SET TASK —
Copy every line of the listing below that contains the word "blurred", and treat uppercase and lowercase as different.

* begin DATA FOR THE TASK *

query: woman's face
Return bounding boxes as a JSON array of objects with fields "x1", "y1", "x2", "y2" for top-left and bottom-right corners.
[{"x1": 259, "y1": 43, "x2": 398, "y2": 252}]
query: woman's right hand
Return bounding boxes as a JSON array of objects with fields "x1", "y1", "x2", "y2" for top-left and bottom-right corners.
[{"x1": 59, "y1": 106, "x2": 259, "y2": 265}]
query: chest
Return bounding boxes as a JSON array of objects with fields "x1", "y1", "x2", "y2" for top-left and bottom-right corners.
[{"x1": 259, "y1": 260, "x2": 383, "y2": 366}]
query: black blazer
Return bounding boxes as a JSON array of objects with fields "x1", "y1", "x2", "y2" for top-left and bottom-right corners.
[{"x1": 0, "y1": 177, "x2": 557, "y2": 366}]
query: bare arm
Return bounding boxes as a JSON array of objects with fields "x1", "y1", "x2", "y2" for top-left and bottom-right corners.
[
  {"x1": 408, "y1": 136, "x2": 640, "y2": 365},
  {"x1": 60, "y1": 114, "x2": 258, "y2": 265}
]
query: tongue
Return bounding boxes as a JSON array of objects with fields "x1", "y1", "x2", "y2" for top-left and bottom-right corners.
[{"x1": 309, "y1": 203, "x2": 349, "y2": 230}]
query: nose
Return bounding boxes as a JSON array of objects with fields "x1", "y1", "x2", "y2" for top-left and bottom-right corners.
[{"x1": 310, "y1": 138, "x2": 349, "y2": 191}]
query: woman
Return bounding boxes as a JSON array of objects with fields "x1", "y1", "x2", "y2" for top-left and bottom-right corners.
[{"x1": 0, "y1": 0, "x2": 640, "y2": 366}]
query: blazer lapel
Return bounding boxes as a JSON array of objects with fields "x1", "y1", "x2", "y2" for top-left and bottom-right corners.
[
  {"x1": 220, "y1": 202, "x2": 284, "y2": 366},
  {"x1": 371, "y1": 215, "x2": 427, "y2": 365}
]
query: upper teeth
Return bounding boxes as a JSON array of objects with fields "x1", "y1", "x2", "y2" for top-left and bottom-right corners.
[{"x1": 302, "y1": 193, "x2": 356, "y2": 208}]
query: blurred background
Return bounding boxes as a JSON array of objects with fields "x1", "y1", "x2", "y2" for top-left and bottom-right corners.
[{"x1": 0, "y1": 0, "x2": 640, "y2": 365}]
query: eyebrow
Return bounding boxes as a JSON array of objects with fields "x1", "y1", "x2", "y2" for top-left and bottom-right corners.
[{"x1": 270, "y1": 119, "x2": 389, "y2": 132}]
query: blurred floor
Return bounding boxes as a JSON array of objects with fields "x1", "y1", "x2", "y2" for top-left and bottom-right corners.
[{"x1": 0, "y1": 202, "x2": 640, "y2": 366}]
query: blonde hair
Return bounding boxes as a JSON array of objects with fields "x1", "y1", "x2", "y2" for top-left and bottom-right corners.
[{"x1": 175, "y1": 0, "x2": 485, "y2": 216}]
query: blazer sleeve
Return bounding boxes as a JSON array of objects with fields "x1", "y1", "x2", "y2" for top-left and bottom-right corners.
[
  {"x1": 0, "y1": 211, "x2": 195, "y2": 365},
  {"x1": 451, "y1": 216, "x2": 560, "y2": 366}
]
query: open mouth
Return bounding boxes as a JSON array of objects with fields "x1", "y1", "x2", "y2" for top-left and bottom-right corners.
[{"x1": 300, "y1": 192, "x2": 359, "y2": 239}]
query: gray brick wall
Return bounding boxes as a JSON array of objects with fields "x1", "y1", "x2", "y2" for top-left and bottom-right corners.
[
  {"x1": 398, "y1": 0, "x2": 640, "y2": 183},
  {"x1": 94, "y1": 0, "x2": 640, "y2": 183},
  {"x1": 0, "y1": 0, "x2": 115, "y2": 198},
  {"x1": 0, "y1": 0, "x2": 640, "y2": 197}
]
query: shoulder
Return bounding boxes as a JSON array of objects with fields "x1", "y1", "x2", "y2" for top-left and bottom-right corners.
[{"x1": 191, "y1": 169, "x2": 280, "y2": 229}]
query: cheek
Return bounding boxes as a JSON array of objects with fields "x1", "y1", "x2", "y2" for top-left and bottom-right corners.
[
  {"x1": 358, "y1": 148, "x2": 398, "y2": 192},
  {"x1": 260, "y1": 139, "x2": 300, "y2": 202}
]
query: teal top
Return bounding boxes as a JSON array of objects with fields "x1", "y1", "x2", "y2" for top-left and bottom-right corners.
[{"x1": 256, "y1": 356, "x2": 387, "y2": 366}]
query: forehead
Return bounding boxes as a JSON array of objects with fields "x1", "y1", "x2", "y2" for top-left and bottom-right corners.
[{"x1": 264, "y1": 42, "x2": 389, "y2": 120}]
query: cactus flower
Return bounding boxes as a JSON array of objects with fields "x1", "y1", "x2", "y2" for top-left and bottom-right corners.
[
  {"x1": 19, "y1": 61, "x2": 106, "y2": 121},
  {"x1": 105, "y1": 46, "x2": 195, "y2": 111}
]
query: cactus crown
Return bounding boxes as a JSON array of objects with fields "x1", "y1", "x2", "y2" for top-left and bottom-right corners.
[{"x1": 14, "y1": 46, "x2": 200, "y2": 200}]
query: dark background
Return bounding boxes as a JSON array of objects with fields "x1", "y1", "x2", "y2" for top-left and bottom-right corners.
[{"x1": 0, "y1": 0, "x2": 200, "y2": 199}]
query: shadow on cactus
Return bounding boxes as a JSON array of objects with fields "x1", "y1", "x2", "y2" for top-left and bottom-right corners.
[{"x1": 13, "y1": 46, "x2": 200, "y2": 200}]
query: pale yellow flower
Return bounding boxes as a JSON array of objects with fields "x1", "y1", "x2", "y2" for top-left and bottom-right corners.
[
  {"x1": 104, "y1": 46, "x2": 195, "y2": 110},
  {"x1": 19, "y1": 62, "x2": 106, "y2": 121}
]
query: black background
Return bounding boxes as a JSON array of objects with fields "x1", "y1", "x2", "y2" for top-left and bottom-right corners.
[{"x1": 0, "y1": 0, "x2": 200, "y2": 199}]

* end DATA FOR THE TASK *

COMPLETE RESPONSE —
query: blurred background
query: blurred floor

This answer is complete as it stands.